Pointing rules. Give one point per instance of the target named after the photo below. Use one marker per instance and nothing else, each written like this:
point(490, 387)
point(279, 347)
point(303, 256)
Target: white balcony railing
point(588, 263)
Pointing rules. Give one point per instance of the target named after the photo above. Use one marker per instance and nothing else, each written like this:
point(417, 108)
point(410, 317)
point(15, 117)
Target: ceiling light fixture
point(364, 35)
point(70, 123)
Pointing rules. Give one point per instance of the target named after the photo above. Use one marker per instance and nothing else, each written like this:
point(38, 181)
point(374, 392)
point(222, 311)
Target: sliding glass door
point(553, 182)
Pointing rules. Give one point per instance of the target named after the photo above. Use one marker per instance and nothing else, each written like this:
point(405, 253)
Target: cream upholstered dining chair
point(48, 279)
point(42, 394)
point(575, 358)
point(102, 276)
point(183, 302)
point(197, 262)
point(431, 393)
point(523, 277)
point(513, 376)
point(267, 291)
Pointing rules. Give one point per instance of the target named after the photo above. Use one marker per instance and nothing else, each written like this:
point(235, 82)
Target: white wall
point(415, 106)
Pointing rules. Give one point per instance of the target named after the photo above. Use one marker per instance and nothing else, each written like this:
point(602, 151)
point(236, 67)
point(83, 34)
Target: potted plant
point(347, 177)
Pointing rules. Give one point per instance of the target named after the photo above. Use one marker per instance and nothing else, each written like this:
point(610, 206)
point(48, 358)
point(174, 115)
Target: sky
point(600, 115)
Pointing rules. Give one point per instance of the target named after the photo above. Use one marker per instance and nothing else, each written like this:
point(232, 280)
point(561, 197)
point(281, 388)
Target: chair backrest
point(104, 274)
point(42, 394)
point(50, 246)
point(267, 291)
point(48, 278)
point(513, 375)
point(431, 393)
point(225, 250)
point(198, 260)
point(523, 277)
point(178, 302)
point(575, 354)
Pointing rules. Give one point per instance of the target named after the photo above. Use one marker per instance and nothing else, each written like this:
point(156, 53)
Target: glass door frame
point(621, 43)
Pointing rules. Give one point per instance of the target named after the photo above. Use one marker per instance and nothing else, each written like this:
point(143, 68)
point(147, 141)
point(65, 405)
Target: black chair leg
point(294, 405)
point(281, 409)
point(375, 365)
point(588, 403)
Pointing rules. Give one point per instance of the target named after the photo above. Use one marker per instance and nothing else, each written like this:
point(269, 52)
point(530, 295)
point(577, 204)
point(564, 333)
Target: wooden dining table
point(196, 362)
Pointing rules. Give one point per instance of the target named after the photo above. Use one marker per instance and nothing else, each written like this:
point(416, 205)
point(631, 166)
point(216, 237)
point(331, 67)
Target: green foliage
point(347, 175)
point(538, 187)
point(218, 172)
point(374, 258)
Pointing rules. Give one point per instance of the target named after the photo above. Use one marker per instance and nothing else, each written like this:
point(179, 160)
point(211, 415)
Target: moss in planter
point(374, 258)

▸ What you are asked to do:
Could you convert all of the data above into a numbered list of its lines, leaving out any blank ones?

▸ Result of the task:
1. Pointing rules. Give one point per instance of the target named after the photo below. Use one marker per instance and nothing else, each written like this:
2. point(490, 387)
3. point(279, 347)
4. point(303, 256)
5. Target: white balcony railing
6. point(588, 263)
7. Pointing rules. Give one point per instance of the target named after the photo above. Use one marker per instance and nothing else, each written like this:
8. point(417, 108)
9. point(410, 317)
10. point(15, 117)
11. Target: ceiling light fixture
12. point(364, 35)
13. point(70, 123)
14. Pointing rules. Give one point per instance of the target named after the photo above. Use one marker per instance and nothing else, each written like this:
15. point(38, 181)
16. point(374, 392)
17. point(222, 311)
18. Target: sliding glass door
19. point(553, 182)
20. Pointing rules. Give one point per instance of the target named after the photo above. Use one marker per instance and nothing else, each written like this:
21. point(405, 253)
22. Target: cream upholstered dining chair
23. point(48, 279)
24. point(42, 394)
25. point(575, 358)
26. point(102, 276)
27. point(183, 302)
28. point(197, 262)
29. point(431, 393)
30. point(523, 277)
31. point(513, 376)
32. point(267, 291)
33. Pointing rules. Give one point per instance of the target named after the photo above. Use one marker per instance and nothing else, each written like this:
34. point(235, 82)
35. Target: white wall
36. point(415, 106)
37. Pointing rules. Give one point per instance of the target named after the photo above. Use one marker per instance and nothing else, each written like this:
38. point(602, 151)
39. point(236, 67)
40. point(83, 34)
41. Target: potted plant
42. point(347, 177)
43. Pointing rules. Give one point per instance of the target named after the photo above. Use one marker per instance and nothing else, each written like this:
44. point(610, 206)
45. point(48, 358)
46. point(174, 115)
47. Target: sky
48. point(600, 115)
49. Pointing rules. Give one point per instance of the target named after the photo above. Use one marker per instance and nothing else, each written like this:
50. point(232, 280)
51. point(561, 197)
52. point(281, 388)
53. Target: chair backrest
54. point(104, 274)
55. point(42, 394)
56. point(50, 246)
57. point(267, 291)
58. point(48, 278)
59. point(513, 375)
60. point(431, 393)
61. point(225, 250)
62. point(198, 260)
63. point(523, 277)
64. point(178, 302)
65. point(575, 354)
66. Pointing rules. Give one point per instance of the target named after the photo above. Use one marker per instance and nothing else, each written like this:
67. point(156, 53)
68. Target: glass door frame
69. point(621, 43)
70. Pointing rules. Give one point per instance of the target named after the photo above. Use one marker per instance and nothing else, each written like this:
71. point(143, 68)
72. point(147, 141)
73. point(65, 405)
74. Target: black chair leg
75. point(294, 405)
76. point(281, 409)
77. point(375, 365)
78. point(588, 403)
79. Pointing rules. Give one point per instance of the target named after the photo above. Use one marker per instance and nothing else, each written like this:
80. point(269, 52)
81. point(530, 295)
82. point(577, 204)
83. point(564, 333)
84. Target: wooden dining table
85. point(196, 362)
86. Pointing rules. Give one point per instance of the target named after the photo above. Use one marker per instance and nothing else, each written like this:
87. point(416, 205)
88. point(631, 166)
89. point(216, 237)
90. point(331, 67)
91. Target: green foliage
92. point(347, 175)
93. point(538, 187)
94. point(218, 172)
95. point(374, 258)
96. Pointing rules. Give one point per instance of the target named after the photo above. Use one marker per instance and nothing else, each written like this:
97. point(179, 160)
98. point(211, 415)
99. Target: moss in planter
100. point(374, 258)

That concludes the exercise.